→ SUPPLIED TEXT:
######

You've created your race, tested it, and have determined that it’s perfect. Now it's time to play a real game! You start out on your homeworld with a few ships and (at best) knowledge of a few nearby planets. The game tells you that your people are ready to leave the nest… Are you?

The information in this chapter applies both to testbeds and real games.


It's time to expand your empire! Unless you've chosen to be immune to Gravity, Temperature, and Radiation, you're going to have to find out what the universe has to offer before you send your colonists away. Some worlds will be too big, others too hot, and still others will have flesh-searing radiation. Before you send your colonists out to brave the unknown, why not make it known? This is the job of your intrepid explorers, otherwise known as your scouts.

fig 4.1
Your empire in the year 2400.
All game snapshots in this chapter, unless otherwise specified, are taken in 'Planet Value' mode.

When you start your first turn, you'll see your interstellar neighborhood for the first time. Depending on your initial scanning abilities (as indicated by the colored circles around your homeworld), you will know either nothing or little about the nearby star systems. Never fear, your scouts are fueled up and ready to cross the universe to find your first claims.

Send Out Your Scouts

Your homeworld will start with some level of non-penetrating scanners (represented by the red circle), which cannot determine planetary attributes (or starbases or ships in orbit) for those remote worlds. The only way to determine the values of those planets is to send a ship (with a scanner) to orbit each planet.

If you happen to start the game with penetrating scanners then ships need only to travel close enough to a system that it falls within penetrating scanner range to learn the planetary attributes. Later on, if your home system has penetrating scanners and a neighboring system falls within range, its attributes will appear and be current from year to year. The effective area of penetrating scanners appears in yellow in the Scanner Pane when the Scanner Coverage Overlay (CTRL+7) is turned on.

fig 4.2
Beginning exploration with penetrating scanners.

If you don't have penetrating scanners on your ships, then you’ll need to visit every system. In the beginning of the game, you usually get one or two ships that aren't exactly scouts (sometimes you get a warship, sometimes a transport, sometimes both) but have enough scanning power to determine a planet's composition while in orbit. It is a good idea early in the game to use these ships as scouts until you know the neighborhood. For now, all ships with scanners will be referred to as 'scouts' even though they may be officially classified as destroyers or freighters.

######

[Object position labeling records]
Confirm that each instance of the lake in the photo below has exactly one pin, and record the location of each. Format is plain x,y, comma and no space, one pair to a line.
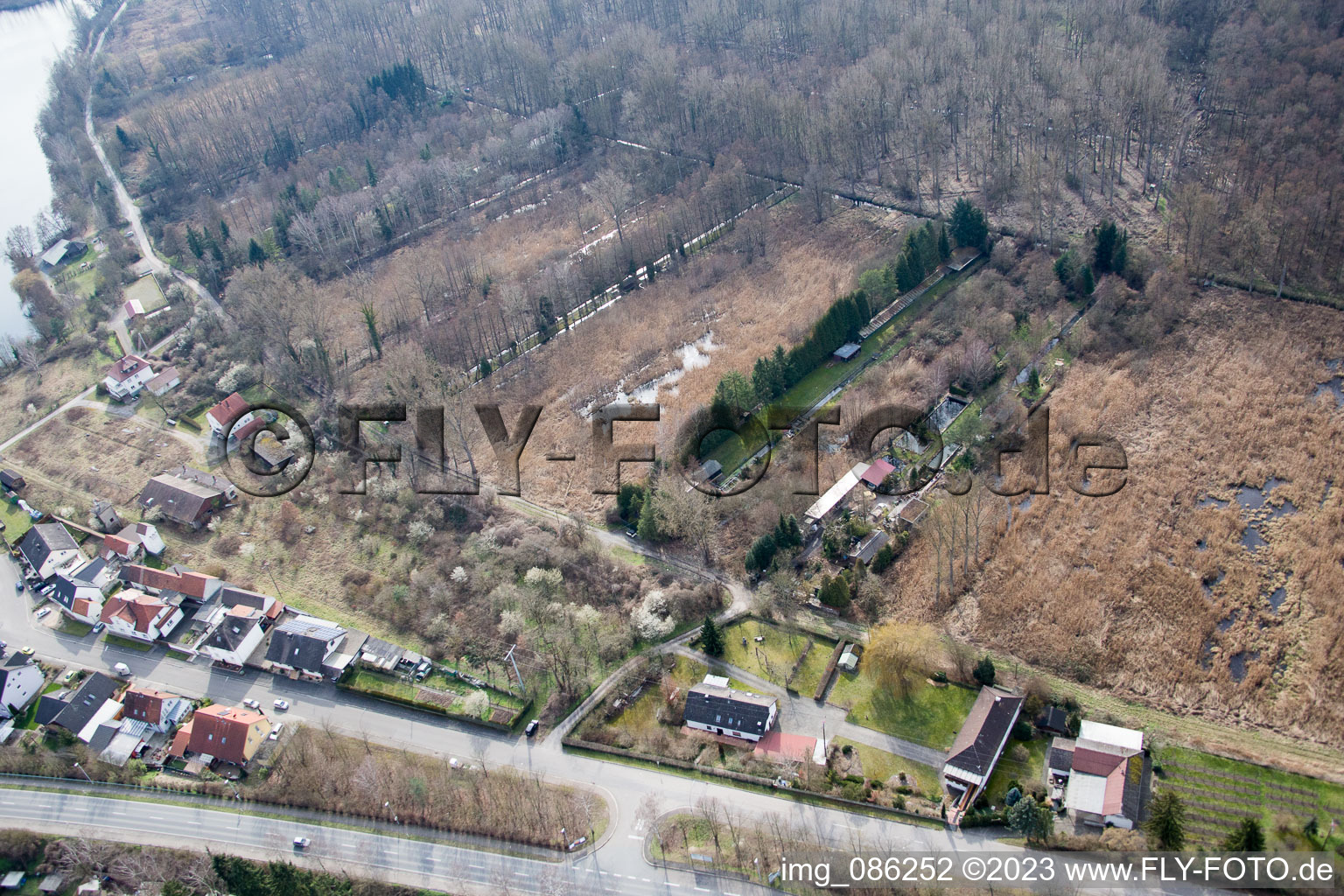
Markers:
30,42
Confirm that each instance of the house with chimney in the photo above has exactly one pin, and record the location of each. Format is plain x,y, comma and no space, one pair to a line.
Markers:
135,614
19,687
719,710
225,734
49,547
128,376
303,644
182,501
159,710
977,747
1101,777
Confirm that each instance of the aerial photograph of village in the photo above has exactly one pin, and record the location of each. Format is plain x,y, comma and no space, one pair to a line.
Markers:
564,448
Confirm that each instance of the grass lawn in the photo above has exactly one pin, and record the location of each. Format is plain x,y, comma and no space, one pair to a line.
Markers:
928,715
883,766
17,522
1218,793
1020,762
127,642
816,384
773,657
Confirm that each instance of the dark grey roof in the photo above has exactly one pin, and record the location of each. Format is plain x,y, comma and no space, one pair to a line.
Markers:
727,708
1133,798
1060,760
231,632
90,571
93,692
102,737
301,642
990,732
231,595
43,540
1054,720
47,710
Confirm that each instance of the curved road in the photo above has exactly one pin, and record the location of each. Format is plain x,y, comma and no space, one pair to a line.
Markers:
127,205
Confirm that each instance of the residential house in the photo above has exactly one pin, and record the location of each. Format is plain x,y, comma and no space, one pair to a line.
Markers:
977,747
272,453
132,542
60,253
89,707
19,687
165,381
719,710
182,501
78,599
1106,774
231,416
159,710
135,614
116,549
877,472
234,635
223,732
303,644
107,514
128,376
208,480
175,579
845,351
49,547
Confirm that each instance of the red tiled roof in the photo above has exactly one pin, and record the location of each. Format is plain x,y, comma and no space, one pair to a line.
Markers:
127,367
877,472
222,731
228,410
116,544
1092,762
182,740
135,607
190,584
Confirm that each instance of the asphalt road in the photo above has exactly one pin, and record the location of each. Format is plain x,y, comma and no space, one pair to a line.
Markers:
624,788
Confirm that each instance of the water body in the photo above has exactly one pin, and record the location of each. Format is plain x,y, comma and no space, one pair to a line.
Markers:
30,42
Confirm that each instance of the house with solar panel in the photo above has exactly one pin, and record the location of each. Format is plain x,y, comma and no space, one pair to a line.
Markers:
301,645
719,710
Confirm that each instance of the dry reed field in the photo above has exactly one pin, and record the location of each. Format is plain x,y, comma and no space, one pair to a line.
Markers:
1221,609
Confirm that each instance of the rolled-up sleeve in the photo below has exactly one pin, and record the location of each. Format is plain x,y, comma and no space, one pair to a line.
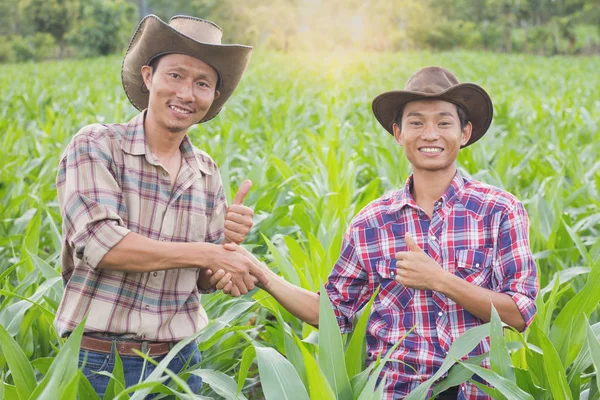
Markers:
91,201
347,285
514,271
215,230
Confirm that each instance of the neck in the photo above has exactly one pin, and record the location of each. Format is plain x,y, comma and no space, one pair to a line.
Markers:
160,139
428,186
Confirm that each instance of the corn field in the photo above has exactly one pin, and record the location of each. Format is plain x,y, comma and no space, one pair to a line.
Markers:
301,128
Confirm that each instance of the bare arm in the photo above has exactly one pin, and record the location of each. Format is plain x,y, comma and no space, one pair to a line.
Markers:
300,302
478,301
136,253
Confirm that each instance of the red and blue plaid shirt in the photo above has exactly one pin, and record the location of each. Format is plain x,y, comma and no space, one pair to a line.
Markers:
477,232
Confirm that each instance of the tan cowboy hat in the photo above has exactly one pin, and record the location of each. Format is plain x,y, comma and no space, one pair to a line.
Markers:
441,84
182,35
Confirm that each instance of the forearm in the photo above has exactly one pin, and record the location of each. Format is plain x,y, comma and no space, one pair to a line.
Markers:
300,302
137,253
478,301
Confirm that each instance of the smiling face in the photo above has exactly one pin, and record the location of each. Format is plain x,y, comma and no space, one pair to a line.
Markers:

######

→ TASKS TO CARRY OUT:
1. Using the game guide given above the records, decide whether each statement agrees with it. Answer yes or no for each, and quote the words of the guide that settle it.
(a) Non-penetrating scanners are shown by a red circle.
(b) The area covered by penetrating scanners is shown in blue.
(c) Unless noted otherwise, the chapter's game snapshots are taken in 'Planet Value' mode.
2. According to the game guide above the records, which key combination turns on the Scanner Coverage Overlay?
3. Give what follows the last sentence of the game guide about exploring with scouts, placed above the records, by continuing that guide.

→ EXERCISE RESULTS:
1.
(a) Yes: "non-penetrating scanners (represented by the red circle)"
(b) No: "The effective area of penetrating scanners appears in yellow"
(c) Yes: "All game snapshots in this chapter, unless otherwise specified, are taken in 'Planet Value' mode."

2. CTRL+7

3.
In Figure 4.2, every ship with a scanner (this race, Jack of all Trades, starts with four) has been given a route to nearby systems, targeting as many of the nearby worlds as possible. Although a race with no penetrating scanners has to have a scout visit each of these worlds nearby in order to determine its planetary attributes, what will happen next year with penetrating scanners?

fig 4.3
The scouts, one year from home.

In this example, one scout has discovered a world, and another using penetrating scanners has discovered two more worlds, even before any worlds have even been reached! Races with penetrating scanners can take shortcuts through opportunities like these, deleting waypoints for planets that have already been scanned.

Notice that one of our 'scouts' is without a yellow circle. What's wrong? Nothing, he just doesn't have a penetrating scanner like the other three scouts. He'll still be able to see planetary attributes once he's in orbit of a planet, and non-penetrating scanners are the default for most Primary Racial Traits. Actually, each of these ships has a red circle around it which extends beyond the yellow circle; it just can't be seen due to each ship still being within range of the homeworld's own, more powerful, non-penetrating planetary scanner.

As you can see in Figure 4.4, the first waypoint for uppermost scout was deleted and the scout is now headed toward his second waypoint, since the planetary attributes for his original target have already been discovered. The left- and right-most scouts could now do the same.

fig 4.4
The scouts, two years from home.

In short, direct your scouts to the planets closest to your homeworld as quickly as possible. Once your scouts start exploring planets, you will next need to determine what use those new worlds will be to your future empire.

Read the Map

There are several things about the last map that make it more interesting than the plain map you see in the beginning of the game. First, (in Planet Value mode), the scanner shows red, green, and yellow worlds. Red worlds are so uninhabitable that you don’t currently (and might not ever) possess the technology to terraform them into submission. If you plan on using remote mining to increase your mineral supply, target these worlds with your remote mining fleets.

Yellow worlds are currently inhospitable to your race, but can be terraformed to become habitable using your current technology. As your Terraforming technology improves, you’ll see some of those red worlds turn yellow (in Planet Value mode), which means you possess the means to make them at least marginally inhabitable. The larger the yellow world, the nicer it'll be after terraforming (conversely, the larger the red world, the more hopeless its prospects).

The other two worlds in our map are green, meaning that your people can live on them quite happily without Terraforming. The circles are smaller than your homeworld, indicating that Terraforming would increase the habitability value of these worlds to your race. This early in the game, though, you should set aside Terraforming, and think about expansion. You need to find worlds that are ready for your people to inhabit, and these two green worlds are your best bets.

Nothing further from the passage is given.